Tarefa obrigatória 1 ▸
Redigite sem nenhuma alteração as linhas dos dados de detecção de objetos que vão da linha que contém "straw mulch bed." até a linha que contém "[480,338,1106,569]", ambas incluídas.

* * *

A pouco mais de 40 dias do recesso de final de ano, que praticamente marca o fim das atividades da atual legislatura no Congresso, deputados do Conselho de Ética da Câmara adiaram mais uma vez a decisão sobre abertura de investigações para apurar denúncias relacionadas ao deputado Rodrigo Bethlem (PMDB-RJ). Depois de uma reunião confusa, com pedido de adiamento que acabou derrotado, o relator do processo, Paulo Freire (PR-SP), que recomendava a apuração, decidiu, na última hora, retirar seu parecer.
Foi a terceira tentativa do Conselho de Ética sobre o caso Bethlem. O acusado, que apareceu na reunião dessa terça-feira (11), apresentou uma série de documentos e argumentos para evitar as investigações. Ex-secretário de Assistência Social do Rio de Janeiro, o parlamentar é acusado de desvio de recursos no período em que ocupou o cargo.
A representação contra Bethlem foi apresentada pelo PSOL, que entregou ao Conselho de Ética a transcrição de gravações feitas em 2011, pela ex-mulher do deputado, Vanessa Felippe. Nas gravações, Bethlem relata receita de R$ 100 mil por mês, e explica que parte do dinheiro era resultado de convênios com uma organização não governamental (ONG) que cadastrava famílias em programas sociais.

* * *

Tarefa obrigatória 2 ▸
Indique se cada afirmação abaixo está de acordo com o texto sobre o caso Bethlem. Responda sim ou não e cite literalmente as palavras do texto que decidem a questão. (a) A representação contra Bethlem foi apresentada pelo PT. (b) O relator Paulo Freire recomendava a apuração. (c) Bethlem não compareceu à reunião de terça-feira.

[Dados de detecção de objetos]

* * *

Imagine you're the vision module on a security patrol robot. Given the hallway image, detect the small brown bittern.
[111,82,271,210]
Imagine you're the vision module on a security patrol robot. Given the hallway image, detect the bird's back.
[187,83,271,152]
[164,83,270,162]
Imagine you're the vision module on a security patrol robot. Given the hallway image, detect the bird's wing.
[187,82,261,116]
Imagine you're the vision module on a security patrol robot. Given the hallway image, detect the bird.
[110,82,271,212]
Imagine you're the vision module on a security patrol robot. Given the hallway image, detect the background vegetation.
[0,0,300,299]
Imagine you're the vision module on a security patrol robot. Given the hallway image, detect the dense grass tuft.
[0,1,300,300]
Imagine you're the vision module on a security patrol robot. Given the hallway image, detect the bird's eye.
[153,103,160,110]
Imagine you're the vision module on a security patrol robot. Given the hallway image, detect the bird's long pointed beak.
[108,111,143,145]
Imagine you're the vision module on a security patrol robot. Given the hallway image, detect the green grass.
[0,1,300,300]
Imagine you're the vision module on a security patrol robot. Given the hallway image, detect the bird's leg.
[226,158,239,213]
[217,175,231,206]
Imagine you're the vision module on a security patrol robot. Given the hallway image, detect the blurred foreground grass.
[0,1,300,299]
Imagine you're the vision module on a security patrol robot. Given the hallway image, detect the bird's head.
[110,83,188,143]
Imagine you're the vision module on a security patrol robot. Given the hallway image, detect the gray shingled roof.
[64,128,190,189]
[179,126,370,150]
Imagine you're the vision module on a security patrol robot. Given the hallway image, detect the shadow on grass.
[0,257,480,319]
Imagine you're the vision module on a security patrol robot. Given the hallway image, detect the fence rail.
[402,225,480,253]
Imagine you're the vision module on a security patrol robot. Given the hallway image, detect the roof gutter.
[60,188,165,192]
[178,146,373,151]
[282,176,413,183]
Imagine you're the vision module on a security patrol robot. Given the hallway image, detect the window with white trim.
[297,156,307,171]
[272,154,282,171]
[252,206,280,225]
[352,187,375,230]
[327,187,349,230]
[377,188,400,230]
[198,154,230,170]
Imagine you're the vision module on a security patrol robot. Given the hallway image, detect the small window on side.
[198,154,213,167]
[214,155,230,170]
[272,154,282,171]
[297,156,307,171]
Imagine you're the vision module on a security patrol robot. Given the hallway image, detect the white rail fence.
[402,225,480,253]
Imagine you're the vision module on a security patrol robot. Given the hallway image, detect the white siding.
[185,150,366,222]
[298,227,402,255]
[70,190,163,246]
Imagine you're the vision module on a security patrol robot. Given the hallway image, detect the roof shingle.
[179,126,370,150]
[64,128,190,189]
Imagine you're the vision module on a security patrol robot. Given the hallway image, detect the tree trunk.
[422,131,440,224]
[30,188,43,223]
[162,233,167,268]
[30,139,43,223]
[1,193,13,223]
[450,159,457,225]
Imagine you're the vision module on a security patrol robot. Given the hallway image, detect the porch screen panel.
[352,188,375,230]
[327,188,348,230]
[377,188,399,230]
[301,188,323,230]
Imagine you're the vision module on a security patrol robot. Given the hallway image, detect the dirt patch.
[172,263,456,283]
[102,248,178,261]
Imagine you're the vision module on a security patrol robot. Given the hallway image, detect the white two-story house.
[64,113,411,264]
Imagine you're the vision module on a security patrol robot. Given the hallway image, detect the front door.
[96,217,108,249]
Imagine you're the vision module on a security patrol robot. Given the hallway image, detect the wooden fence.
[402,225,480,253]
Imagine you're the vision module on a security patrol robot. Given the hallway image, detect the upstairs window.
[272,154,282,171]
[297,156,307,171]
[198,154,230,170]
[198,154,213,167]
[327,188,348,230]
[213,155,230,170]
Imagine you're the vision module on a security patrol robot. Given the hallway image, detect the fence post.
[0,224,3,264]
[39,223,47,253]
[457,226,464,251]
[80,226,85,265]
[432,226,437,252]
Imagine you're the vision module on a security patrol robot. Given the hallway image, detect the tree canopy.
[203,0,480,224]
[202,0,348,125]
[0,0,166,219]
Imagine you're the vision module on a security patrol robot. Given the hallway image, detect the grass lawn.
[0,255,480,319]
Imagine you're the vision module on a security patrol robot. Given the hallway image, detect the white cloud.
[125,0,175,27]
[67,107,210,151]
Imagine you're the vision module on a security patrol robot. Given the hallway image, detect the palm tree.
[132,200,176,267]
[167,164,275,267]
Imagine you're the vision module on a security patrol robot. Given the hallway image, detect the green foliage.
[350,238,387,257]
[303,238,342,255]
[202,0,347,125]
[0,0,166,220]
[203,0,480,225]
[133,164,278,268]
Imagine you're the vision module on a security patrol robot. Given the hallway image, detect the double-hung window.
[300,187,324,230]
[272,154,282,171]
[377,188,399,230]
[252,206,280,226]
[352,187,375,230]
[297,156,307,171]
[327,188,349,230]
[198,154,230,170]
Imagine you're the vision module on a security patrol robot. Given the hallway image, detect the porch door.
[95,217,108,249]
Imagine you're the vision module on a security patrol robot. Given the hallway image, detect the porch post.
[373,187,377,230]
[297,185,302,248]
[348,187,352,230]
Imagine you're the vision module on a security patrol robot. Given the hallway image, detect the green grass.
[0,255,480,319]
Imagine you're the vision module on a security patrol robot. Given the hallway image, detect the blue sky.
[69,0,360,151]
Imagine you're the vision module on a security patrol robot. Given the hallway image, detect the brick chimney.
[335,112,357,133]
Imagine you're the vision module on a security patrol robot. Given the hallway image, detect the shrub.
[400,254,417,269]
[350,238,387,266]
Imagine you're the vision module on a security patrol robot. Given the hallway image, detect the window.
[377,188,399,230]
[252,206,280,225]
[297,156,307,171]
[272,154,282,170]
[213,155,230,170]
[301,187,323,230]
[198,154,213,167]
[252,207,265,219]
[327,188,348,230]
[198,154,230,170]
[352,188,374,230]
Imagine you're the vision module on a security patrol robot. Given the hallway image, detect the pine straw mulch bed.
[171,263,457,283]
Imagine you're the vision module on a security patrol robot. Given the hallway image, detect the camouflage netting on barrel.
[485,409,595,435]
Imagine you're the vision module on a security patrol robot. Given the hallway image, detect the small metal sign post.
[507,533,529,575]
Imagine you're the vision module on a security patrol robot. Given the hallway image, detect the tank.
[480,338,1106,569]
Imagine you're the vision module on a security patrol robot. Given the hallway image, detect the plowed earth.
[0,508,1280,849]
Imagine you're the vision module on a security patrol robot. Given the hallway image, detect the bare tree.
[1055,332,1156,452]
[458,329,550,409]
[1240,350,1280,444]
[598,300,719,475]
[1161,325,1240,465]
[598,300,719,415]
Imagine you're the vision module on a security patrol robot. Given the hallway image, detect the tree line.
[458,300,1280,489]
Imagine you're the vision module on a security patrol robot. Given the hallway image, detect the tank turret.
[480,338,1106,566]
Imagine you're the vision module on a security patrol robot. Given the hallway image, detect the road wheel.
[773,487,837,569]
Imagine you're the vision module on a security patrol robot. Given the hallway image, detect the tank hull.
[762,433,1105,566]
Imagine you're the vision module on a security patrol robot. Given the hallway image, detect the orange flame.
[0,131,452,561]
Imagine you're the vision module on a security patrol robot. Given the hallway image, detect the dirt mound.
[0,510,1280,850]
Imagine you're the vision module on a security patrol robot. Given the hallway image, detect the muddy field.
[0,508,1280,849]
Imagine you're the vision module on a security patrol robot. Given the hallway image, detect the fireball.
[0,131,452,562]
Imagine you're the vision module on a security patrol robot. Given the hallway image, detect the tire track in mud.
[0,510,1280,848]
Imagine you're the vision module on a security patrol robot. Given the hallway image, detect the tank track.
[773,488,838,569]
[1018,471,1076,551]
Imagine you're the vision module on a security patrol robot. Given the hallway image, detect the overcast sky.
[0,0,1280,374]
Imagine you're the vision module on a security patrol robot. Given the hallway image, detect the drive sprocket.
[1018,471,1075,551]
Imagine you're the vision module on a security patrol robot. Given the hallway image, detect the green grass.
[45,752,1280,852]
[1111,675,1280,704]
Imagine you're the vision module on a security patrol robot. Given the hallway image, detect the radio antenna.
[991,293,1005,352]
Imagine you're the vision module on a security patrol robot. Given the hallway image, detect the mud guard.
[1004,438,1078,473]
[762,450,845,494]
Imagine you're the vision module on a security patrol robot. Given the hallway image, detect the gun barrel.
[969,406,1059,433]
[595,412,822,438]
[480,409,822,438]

* * *

Resposta completa 1 ▸
Imagine you're the vision module on a security patrol robot. Given the hallway image, detect the pine straw mulch bed.
[171,263,457,283]
Imagine you're the vision module on a security patrol robot. Given the hallway image, detect the camouflage netting on barrel.
[485,409,595,435]
Imagine you're the vision module on a security patrol robot. Given the hallway image, detect the small metal sign post.
[507,533,529,575]
Imagine you're the vision module on a security patrol robot. Given the hallway image, detect the tank.
[480,338,1106,569]

Resposta completa 2 ▸
(a) Não: "A representação contra Bethlem foi apresentada pelo PSOL".
(b) Sim: "o relator do processo, Paulo Freire (PR-SP), que recomendava a apuração".
(c) Não: "O acusado, que apareceu na reunião dessa terça-feira (11)".